__EXERCISE DETAILS__
Write out the data exactly from its first line onward, ending with the line in which "Locate every instance of the packed" appears.

Saved entries
----------
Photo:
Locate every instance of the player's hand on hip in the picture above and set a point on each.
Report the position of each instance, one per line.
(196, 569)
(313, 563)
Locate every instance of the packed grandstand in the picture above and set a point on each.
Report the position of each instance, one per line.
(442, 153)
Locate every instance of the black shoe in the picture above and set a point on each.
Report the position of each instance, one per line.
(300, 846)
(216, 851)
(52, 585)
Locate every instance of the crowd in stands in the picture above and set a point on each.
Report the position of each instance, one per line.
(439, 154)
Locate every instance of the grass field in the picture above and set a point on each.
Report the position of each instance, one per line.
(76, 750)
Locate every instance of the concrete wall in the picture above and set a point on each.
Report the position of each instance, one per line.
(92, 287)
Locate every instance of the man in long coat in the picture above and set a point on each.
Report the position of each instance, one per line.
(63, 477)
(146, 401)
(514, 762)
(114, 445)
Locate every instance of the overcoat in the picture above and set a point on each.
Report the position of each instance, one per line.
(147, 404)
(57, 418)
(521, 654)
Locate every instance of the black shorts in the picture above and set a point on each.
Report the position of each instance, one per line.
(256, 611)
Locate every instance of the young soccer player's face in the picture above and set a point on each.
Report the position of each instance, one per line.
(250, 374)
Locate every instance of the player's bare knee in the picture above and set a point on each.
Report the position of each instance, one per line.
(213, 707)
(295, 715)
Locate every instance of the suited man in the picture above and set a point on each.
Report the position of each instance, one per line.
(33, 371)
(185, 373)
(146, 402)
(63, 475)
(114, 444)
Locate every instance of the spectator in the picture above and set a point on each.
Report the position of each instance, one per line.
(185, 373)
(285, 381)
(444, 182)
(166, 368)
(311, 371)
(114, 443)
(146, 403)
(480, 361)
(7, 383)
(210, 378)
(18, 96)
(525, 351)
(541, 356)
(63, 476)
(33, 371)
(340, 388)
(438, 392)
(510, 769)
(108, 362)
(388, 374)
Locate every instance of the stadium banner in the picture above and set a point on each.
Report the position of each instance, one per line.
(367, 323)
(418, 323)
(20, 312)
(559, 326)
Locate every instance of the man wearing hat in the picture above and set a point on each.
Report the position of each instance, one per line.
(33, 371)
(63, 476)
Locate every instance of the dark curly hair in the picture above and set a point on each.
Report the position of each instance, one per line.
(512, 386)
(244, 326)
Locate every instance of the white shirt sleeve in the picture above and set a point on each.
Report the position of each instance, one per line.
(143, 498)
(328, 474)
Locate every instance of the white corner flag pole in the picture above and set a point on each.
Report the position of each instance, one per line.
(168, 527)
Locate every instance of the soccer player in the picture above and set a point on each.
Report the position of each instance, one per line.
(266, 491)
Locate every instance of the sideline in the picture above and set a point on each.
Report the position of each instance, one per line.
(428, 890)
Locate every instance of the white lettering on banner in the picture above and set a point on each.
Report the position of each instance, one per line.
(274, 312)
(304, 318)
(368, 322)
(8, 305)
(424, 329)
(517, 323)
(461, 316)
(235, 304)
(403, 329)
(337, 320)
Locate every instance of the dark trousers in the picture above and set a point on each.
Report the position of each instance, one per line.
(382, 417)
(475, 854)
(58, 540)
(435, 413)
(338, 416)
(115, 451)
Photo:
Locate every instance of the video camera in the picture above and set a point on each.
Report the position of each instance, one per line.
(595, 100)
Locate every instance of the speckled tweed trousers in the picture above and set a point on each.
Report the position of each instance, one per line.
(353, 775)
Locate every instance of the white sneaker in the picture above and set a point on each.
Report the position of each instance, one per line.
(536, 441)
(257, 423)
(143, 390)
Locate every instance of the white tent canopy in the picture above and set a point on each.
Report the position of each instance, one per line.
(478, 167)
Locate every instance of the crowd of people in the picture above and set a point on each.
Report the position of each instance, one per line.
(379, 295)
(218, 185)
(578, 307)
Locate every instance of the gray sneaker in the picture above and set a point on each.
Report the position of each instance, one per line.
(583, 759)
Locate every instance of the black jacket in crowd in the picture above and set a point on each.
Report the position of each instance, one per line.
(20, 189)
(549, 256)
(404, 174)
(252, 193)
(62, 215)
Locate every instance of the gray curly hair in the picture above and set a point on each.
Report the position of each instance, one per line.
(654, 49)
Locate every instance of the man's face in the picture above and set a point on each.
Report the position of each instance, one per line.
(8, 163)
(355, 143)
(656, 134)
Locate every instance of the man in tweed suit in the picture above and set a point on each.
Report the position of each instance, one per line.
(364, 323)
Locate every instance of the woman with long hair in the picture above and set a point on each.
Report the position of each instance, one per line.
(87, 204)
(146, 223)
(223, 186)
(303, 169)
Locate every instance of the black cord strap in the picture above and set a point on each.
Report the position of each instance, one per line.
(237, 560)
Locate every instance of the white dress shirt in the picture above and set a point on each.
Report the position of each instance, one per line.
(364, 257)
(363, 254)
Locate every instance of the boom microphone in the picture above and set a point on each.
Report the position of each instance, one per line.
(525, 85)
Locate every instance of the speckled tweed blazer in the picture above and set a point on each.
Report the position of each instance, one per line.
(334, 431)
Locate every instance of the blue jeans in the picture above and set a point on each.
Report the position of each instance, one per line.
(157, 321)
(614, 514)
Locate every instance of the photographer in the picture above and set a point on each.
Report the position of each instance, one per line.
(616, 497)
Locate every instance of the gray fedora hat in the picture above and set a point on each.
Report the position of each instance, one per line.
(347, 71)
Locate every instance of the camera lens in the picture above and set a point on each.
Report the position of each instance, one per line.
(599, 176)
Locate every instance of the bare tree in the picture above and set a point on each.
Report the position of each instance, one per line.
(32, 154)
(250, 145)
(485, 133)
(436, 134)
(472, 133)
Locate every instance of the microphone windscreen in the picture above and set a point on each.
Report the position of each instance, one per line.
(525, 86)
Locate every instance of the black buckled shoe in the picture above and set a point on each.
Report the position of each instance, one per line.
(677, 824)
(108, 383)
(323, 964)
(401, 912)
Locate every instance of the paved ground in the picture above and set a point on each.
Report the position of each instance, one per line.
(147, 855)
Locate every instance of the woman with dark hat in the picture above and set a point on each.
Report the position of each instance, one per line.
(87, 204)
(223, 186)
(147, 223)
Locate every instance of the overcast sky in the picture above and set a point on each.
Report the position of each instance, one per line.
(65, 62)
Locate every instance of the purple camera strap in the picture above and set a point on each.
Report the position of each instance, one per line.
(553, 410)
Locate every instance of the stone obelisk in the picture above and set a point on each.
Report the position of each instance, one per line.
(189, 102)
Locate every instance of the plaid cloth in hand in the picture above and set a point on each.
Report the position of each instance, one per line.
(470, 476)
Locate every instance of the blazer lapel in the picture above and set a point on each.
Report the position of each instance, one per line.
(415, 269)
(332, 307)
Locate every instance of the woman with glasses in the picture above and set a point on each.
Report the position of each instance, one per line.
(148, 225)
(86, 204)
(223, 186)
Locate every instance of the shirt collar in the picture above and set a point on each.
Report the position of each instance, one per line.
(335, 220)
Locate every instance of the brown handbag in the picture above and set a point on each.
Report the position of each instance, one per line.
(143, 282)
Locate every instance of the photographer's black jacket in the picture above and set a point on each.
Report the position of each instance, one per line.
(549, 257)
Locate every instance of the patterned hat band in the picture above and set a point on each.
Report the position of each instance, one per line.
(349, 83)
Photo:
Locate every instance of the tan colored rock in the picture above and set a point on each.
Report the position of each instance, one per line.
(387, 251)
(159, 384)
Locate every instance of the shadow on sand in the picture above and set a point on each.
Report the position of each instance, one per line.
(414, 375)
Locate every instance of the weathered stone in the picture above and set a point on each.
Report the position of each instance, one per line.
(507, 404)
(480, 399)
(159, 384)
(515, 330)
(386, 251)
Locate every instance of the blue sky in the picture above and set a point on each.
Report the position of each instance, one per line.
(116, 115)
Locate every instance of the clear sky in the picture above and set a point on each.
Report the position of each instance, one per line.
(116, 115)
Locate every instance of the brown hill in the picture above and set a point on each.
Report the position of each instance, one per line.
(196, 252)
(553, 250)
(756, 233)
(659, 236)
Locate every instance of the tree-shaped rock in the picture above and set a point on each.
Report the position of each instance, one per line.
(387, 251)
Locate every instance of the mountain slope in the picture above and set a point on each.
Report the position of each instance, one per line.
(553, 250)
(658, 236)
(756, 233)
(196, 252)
----------
__TASK SOLUTION__
Photo:
Locate every instance of the player's hand on hip in the picture above and set a point on each.
Report the position of each instance, one per line.
(196, 569)
(313, 563)
Locate every instance of the packed grandstand in the picture above and set a point on each.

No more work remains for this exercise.